> **RECORDS TO PROCESS**:
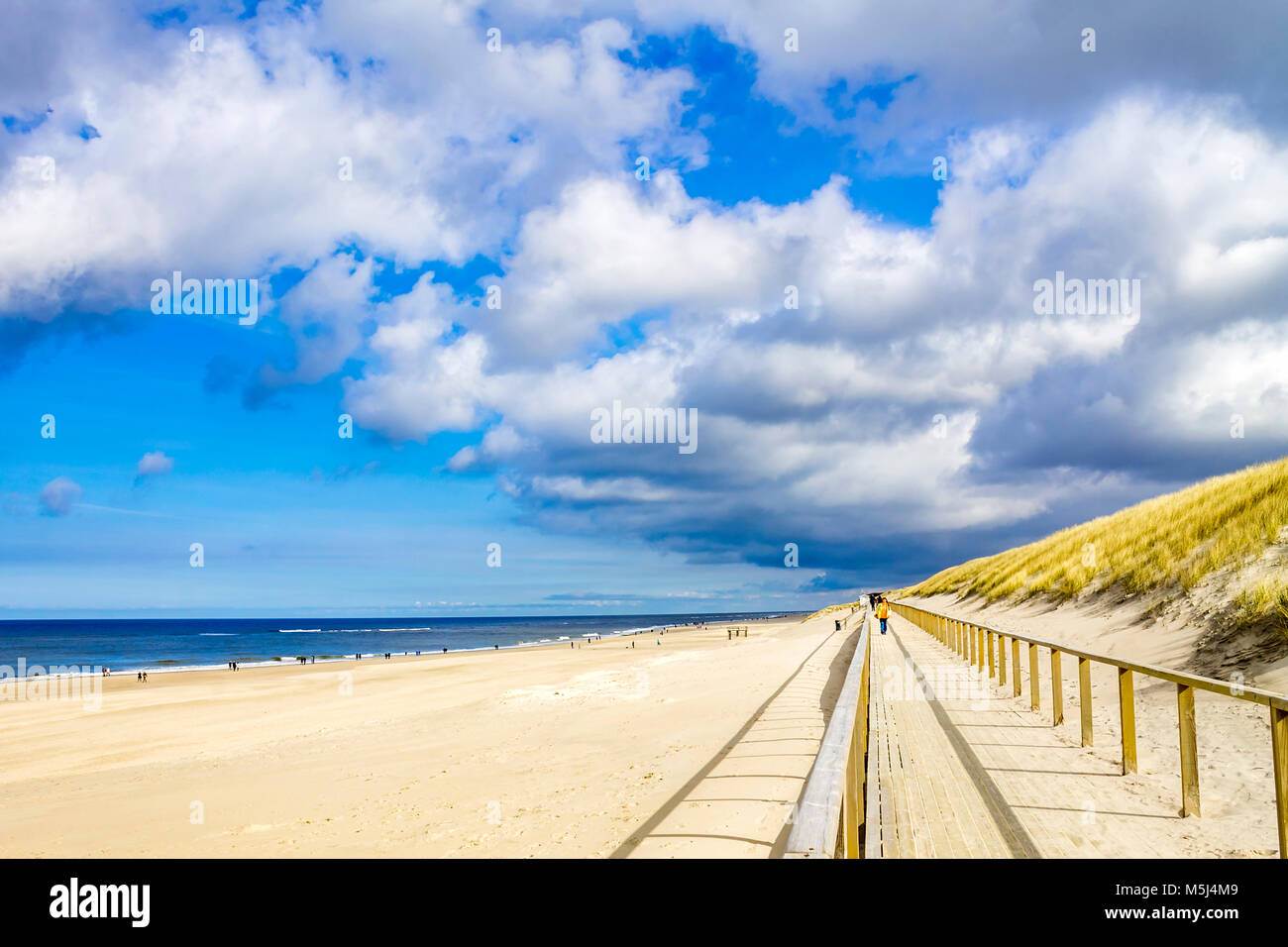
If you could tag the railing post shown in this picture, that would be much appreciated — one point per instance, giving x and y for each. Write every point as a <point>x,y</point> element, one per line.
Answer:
<point>1034,690</point>
<point>1016,667</point>
<point>1189,750</point>
<point>1085,697</point>
<point>1127,715</point>
<point>1279,742</point>
<point>1056,689</point>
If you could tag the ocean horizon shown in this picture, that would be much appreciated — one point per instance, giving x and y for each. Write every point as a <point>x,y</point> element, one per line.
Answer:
<point>176,644</point>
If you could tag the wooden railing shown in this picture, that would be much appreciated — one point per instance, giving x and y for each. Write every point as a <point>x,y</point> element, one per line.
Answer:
<point>975,644</point>
<point>831,809</point>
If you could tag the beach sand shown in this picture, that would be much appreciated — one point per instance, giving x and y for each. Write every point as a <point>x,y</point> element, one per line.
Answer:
<point>696,746</point>
<point>1235,761</point>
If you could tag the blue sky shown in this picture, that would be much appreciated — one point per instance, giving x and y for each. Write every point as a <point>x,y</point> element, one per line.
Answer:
<point>910,410</point>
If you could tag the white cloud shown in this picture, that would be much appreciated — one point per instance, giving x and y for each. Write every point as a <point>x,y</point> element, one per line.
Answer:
<point>59,496</point>
<point>155,463</point>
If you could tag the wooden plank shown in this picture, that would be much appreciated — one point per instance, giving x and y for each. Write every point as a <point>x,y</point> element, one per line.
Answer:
<point>1017,686</point>
<point>1189,750</point>
<point>1056,689</point>
<point>1034,690</point>
<point>1279,746</point>
<point>1127,718</point>
<point>1198,682</point>
<point>1085,698</point>
<point>819,813</point>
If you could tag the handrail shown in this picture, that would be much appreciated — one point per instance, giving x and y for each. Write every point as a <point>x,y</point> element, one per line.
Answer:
<point>831,808</point>
<point>974,641</point>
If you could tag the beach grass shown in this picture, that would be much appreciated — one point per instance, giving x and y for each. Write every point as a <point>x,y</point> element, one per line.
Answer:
<point>1168,543</point>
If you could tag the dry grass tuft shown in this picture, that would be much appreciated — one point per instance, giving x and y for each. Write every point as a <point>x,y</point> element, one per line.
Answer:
<point>1168,543</point>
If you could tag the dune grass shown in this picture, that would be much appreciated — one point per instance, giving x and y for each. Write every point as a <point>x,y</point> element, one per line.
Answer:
<point>1172,543</point>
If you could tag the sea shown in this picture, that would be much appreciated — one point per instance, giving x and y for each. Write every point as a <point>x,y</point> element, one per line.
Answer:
<point>180,644</point>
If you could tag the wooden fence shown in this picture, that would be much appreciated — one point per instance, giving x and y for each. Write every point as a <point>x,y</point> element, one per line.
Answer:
<point>831,809</point>
<point>975,644</point>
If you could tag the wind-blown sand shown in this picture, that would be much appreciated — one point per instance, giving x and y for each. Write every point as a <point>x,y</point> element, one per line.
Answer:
<point>592,751</point>
<point>1235,762</point>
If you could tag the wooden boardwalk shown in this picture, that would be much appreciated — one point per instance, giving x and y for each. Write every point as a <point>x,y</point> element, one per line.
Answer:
<point>966,770</point>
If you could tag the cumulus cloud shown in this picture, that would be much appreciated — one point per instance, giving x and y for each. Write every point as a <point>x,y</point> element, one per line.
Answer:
<point>155,463</point>
<point>864,388</point>
<point>915,371</point>
<point>59,496</point>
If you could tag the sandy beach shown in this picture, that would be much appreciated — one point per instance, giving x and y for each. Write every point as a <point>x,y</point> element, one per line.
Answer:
<point>1235,762</point>
<point>694,746</point>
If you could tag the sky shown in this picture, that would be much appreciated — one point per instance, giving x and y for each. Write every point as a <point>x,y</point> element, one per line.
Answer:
<point>816,230</point>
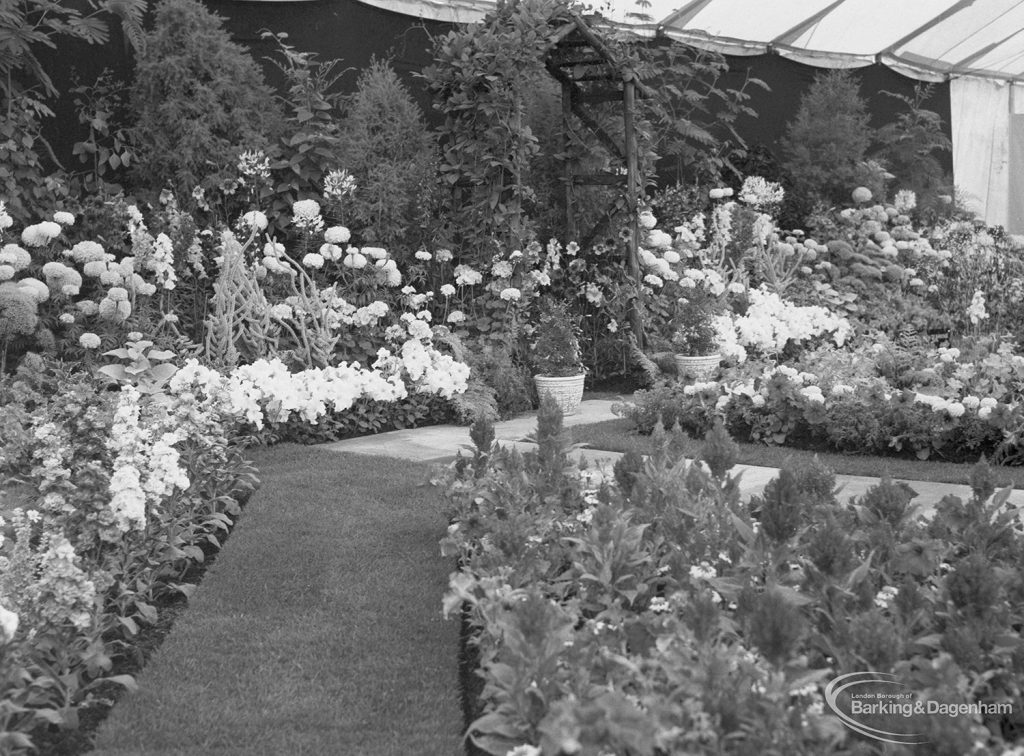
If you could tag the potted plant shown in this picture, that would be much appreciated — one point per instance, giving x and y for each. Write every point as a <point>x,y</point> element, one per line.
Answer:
<point>558,369</point>
<point>694,341</point>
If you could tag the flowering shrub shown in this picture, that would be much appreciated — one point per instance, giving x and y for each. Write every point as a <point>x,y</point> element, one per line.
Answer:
<point>122,494</point>
<point>651,612</point>
<point>790,407</point>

> **ASSIGNED TASK**:
Without including any picture, set down the listing above exactly as it appears.

> **WORKED SOLUTION**:
If you could tag the railing post shown in this picture, that would be much appreciated — one point per instance, giving x and y for each. Write every point as a <point>x,y</point> element, one per line.
Answer:
<point>1034,690</point>
<point>1016,667</point>
<point>1189,750</point>
<point>1085,697</point>
<point>1127,715</point>
<point>1279,742</point>
<point>1056,689</point>
If you could tag the ocean horizon shown in this picture, that would be much appreciated — one point per instance, giving x and y for each. Write every point as a <point>x,y</point> element, one per line.
Answer:
<point>176,644</point>
If you could tag the wooden railing shown in this picture, that would be much appreciated — one point per instance, giving x and y for each. Write every point as a <point>x,y</point> element, one per line.
Answer:
<point>975,644</point>
<point>831,809</point>
If you could tag the beach sand shown in this picture, that would be much appreciated — one point per instance, giving x and y for each. Write every point as a <point>x,y</point> element, one per line.
Answer:
<point>696,746</point>
<point>1235,761</point>
If you could tag the blue sky shown in this picture, that would be much appreciated — one point per instance, giving x and y for each. Write every point as a <point>x,y</point> element, one per line.
Answer:
<point>910,410</point>
If you could tag the white cloud shown in this picture, that would be much appreciated — one point per instance, giving x and y for each. Write every point as a <point>x,y</point> element, one per line.
Answer:
<point>59,496</point>
<point>155,463</point>
If you could tag the wooden plank shown in this picture, that would be much appreciated — one point per instance, giving x and y for each. Write every point as a <point>x,y</point> element, one per line.
Answer:
<point>1017,686</point>
<point>1189,750</point>
<point>1056,689</point>
<point>1034,690</point>
<point>1279,746</point>
<point>1127,718</point>
<point>1198,682</point>
<point>1085,698</point>
<point>819,813</point>
If you could tag the handrail shown in this picture, that would be much appreciated — one point per instance, giving x and y for each. Write every point as a <point>x,y</point> element, one per line.
Answer:
<point>831,808</point>
<point>974,641</point>
If you could tag the beach grass shown in this picture, that would be much appreciated — one point per instance, giving x and y for each. Write every point as a <point>x,y</point> element, one per line.
Answer:
<point>1168,543</point>
If you could tag the dry grass tuft shown in this picture, that would be much appreciated — one point per instance, giving x and y for each. Write every point as a <point>x,y</point> element, one per line.
Answer:
<point>1168,543</point>
If you could tag the dune grass shown in this picture, that would be much appreciated — one point per instance, giving x and y for each. Write every point as a <point>x,y</point> element, one per line.
Answer:
<point>1172,543</point>
If you could tag the sea shown in this picture, that would be much appreciated — one point per instance, giving x and y for each. Write every point as a <point>x,y</point> element, one per line.
Answer:
<point>180,644</point>
If you could tag the wooden fence shown in this picture, that would be much appreciated — one point per instance, giving x and y for each. Write every point as a <point>x,y</point> element, one per line.
Answer:
<point>831,809</point>
<point>975,644</point>
If you could tag the wind-blown sand shown in this picture, that would be much appreciated — one point per instance, giving x and y for each. Write every point as a <point>x,y</point> element, one per line.
Answer:
<point>592,751</point>
<point>1235,762</point>
If you could tag the wooden boardwalk shown in this picture, that would be much appreciated — one point per instance, giving x and y for each. Write every point as a <point>x,y</point> element, one per line.
Answer:
<point>966,770</point>
If you could tag the cumulus cloud shown in this picture, that would be much appreciated — one point per instance, giving x and y for each. Write every point as a <point>x,y</point> element, one per line.
Answer:
<point>155,463</point>
<point>864,388</point>
<point>915,371</point>
<point>59,496</point>
If you could tag the sandy beach shown in this picture, that would be much appreciated — one point per instance, giving x and y for each. Write every point as a <point>x,y</point> element, one per line.
Answer:
<point>1235,762</point>
<point>694,746</point>
If you could tag the sky shown in this picture, that would be much appreciated — one point per instance, giving x and y for each. Write every point as a <point>x,y</point> element, one per line.
Answer:
<point>816,230</point>
If you could tag the potted plant shown in this picture, that would be much appreciated — one point per instance, giving x and y for each. Write every point as a <point>x,y</point> element, one per line.
Answer:
<point>558,369</point>
<point>694,341</point>
If you could tag the flowering shrub shown in this picture, that would be much appreciated — one point per instance, giving x and y for each. Write every point as a <point>x,y</point> element, one per line.
Answer:
<point>122,494</point>
<point>651,612</point>
<point>790,407</point>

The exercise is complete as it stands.